==== Material for this exercise

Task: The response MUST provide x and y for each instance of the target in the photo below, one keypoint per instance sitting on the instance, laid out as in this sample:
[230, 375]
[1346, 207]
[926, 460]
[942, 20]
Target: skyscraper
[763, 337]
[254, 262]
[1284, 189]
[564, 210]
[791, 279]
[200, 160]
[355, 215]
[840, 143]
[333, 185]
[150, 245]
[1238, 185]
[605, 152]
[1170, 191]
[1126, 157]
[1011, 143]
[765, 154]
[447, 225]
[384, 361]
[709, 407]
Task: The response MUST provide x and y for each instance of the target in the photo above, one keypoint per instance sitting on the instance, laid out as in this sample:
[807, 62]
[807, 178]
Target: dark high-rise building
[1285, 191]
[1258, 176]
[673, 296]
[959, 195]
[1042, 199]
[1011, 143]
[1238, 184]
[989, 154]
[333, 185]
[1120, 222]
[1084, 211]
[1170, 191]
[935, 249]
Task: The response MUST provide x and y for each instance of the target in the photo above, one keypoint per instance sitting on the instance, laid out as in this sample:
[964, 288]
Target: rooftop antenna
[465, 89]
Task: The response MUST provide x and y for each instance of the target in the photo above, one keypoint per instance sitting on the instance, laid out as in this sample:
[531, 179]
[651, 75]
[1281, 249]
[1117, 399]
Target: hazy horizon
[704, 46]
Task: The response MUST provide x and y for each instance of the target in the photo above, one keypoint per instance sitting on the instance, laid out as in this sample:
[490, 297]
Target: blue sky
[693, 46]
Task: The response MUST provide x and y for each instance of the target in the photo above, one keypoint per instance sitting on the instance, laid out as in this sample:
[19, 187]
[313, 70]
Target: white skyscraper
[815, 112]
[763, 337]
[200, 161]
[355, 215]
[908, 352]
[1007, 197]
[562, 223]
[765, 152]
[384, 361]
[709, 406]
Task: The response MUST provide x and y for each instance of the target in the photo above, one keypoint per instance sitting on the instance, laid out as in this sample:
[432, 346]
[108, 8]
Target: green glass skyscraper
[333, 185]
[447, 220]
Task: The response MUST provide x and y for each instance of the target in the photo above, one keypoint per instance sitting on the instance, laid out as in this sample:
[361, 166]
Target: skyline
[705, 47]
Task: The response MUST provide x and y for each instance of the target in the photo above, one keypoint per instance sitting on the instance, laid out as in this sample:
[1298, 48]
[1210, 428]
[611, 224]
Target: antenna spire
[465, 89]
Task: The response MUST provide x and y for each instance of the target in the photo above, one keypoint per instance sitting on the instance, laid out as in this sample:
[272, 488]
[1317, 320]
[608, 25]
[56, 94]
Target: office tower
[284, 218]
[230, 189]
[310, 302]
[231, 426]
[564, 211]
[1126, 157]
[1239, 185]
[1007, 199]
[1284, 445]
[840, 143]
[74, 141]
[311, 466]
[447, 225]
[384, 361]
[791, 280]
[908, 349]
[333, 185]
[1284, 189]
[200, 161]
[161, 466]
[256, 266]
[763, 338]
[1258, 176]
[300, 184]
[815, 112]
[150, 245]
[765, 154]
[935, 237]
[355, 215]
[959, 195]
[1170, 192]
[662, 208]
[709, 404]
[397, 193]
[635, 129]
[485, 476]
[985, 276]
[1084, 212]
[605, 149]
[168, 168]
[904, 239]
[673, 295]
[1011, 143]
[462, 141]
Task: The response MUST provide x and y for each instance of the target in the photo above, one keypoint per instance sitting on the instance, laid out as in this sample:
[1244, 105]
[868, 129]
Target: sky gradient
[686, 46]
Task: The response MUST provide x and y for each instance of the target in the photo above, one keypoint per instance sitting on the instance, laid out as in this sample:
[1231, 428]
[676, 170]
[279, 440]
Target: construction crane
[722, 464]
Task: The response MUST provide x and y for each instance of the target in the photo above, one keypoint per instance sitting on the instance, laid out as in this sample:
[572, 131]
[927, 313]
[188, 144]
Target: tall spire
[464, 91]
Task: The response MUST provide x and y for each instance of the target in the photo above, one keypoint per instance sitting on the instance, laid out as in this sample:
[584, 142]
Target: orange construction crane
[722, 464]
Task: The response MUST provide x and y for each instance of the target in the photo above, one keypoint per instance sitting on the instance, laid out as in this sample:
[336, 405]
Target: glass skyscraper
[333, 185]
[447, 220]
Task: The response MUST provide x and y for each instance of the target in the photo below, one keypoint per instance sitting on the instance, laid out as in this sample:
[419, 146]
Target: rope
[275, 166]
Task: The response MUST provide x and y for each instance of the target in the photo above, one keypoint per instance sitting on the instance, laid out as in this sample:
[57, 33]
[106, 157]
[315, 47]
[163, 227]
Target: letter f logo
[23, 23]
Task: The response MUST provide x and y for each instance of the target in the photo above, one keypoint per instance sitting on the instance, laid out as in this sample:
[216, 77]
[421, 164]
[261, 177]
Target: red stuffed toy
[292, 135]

========

• Assigned task: Hand back the listing exactly. Include every line.

• Response to the task:
Task: The response MUST provide x and y for each instance of the target in the photo below, one keypoint per instance sitting on the instance, laid out as in this sample:
[230, 375]
[1346, 207]
[926, 460]
[942, 20]
Target: skyscraper
[763, 337]
[254, 262]
[1284, 189]
[564, 210]
[791, 279]
[200, 160]
[355, 215]
[840, 143]
[333, 185]
[150, 245]
[1238, 185]
[605, 152]
[1170, 191]
[1126, 157]
[1011, 143]
[765, 154]
[447, 225]
[384, 361]
[709, 407]
Task: The response MUST provide x and y for each instance of the target in the photo above, one keypoint per instance sitting on the instance, laid out as in this sample:
[807, 62]
[807, 178]
Target: dark high-rise building
[1285, 191]
[1258, 176]
[673, 296]
[959, 195]
[1042, 199]
[1011, 143]
[1238, 184]
[989, 154]
[333, 185]
[1120, 222]
[1084, 211]
[1170, 191]
[935, 249]
Task: The response MUST provide x and y for each instance of the target in the photo above, one keypoint per instance sitting on the instance, laid out as in this sample:
[964, 288]
Target: rooftop antenna
[465, 89]
Task: The response MUST provide x and y for each instance of the target in the photo above, one keypoint per instance sitting on the instance, laid out as in this sample:
[531, 179]
[651, 75]
[1281, 249]
[1117, 399]
Target: hazy horizon
[704, 46]
Task: The response MUST provide x and y for each instance of the target in the photo above, one keypoint per instance sitting on the instance, laid out as in this sample:
[490, 297]
Target: blue sky
[693, 46]
Task: The response MUST provide x and y for each instance of the target in the photo above, one keypoint per instance sitting on the instance, laid out as in this sample:
[19, 187]
[313, 70]
Target: white skyscraper
[815, 112]
[763, 337]
[200, 161]
[355, 215]
[908, 352]
[1007, 197]
[562, 223]
[765, 152]
[384, 361]
[709, 406]
Task: The response MUST provide x and y for each instance of the target in the photo above, one keypoint per instance sitting on the instance, laid out as in this sample:
[432, 346]
[108, 8]
Target: green glass skyscraper
[333, 185]
[447, 220]
Task: The response MUST provide x and y for each instance of the target in the photo above, one keypoint per instance sitting on the instance, laid out as in this sample:
[361, 166]
Target: skyline
[705, 47]
Task: The response MUST provide x and y for each instance of the target in the photo above, one keypoint per instance sitting on the instance, laid out as in this sample:
[1298, 48]
[1210, 428]
[611, 224]
Target: antenna spire
[465, 89]
Task: The response MUST provide x and y for each instance of the target in the photo above, one keypoint per instance sitting on the instance, laid out as in this sample:
[272, 488]
[1317, 320]
[608, 25]
[56, 94]
Target: office tower
[284, 218]
[230, 189]
[310, 302]
[231, 426]
[564, 211]
[1126, 157]
[1239, 185]
[1007, 199]
[1284, 445]
[840, 143]
[74, 141]
[311, 466]
[447, 225]
[384, 361]
[791, 280]
[908, 349]
[333, 185]
[1284, 189]
[200, 161]
[161, 466]
[256, 266]
[763, 338]
[1258, 176]
[300, 184]
[815, 112]
[150, 245]
[765, 154]
[935, 237]
[355, 215]
[959, 195]
[1170, 192]
[662, 208]
[709, 404]
[397, 193]
[635, 129]
[485, 476]
[985, 276]
[1084, 212]
[605, 149]
[168, 168]
[904, 239]
[673, 295]
[1011, 143]
[462, 141]
Task: The response MUST provide x and y for each instance of the target in the photo above, one keypoint per instance sitting on the instance, laid out as in this sample:
[1244, 105]
[868, 129]
Target: sky gradient
[686, 46]
Task: The response MUST provide x and y for each instance of the target in the photo above, one keypoint per instance sitting on the instance, laid out as in this sample:
[1231, 428]
[676, 170]
[279, 440]
Target: construction crane
[722, 464]
Task: The response MUST provide x and y for each instance of the target in the photo above, one keypoint per instance sitting on the instance, laid out as in this sample:
[572, 131]
[927, 313]
[188, 144]
Target: tall spire
[464, 91]
Task: The response MUST provide x and y for each instance of the target in the photo above, one keypoint per instance sitting on the instance, laid out as in this sample:
[584, 142]
Target: orange construction crane
[722, 464]
Task: The response MUST provide x and y for each instance of the target in the photo above, one keypoint per instance sitting on the instance, laid out as in this sample:
[336, 405]
Target: glass skyscraper
[333, 185]
[447, 220]
Task: The response MUST provide x and y for each instance of the target in the photo below, one keypoint per instance sitting on the instance, laid out as in this sample:
[419, 146]
Target: rope
[275, 166]
Task: The response MUST provide x and y for each instance of the target in the photo above, one keypoint per instance sitting on the instance, laid out as in this sample:
[57, 33]
[106, 157]
[315, 47]
[163, 227]
Target: letter f logo
[23, 23]
Task: The response MUST provide x and y for each instance of the target in the photo above, one keypoint per instance sitting on the instance, laid out as in this sample:
[216, 77]
[421, 164]
[261, 177]
Target: red stuffed toy
[292, 135]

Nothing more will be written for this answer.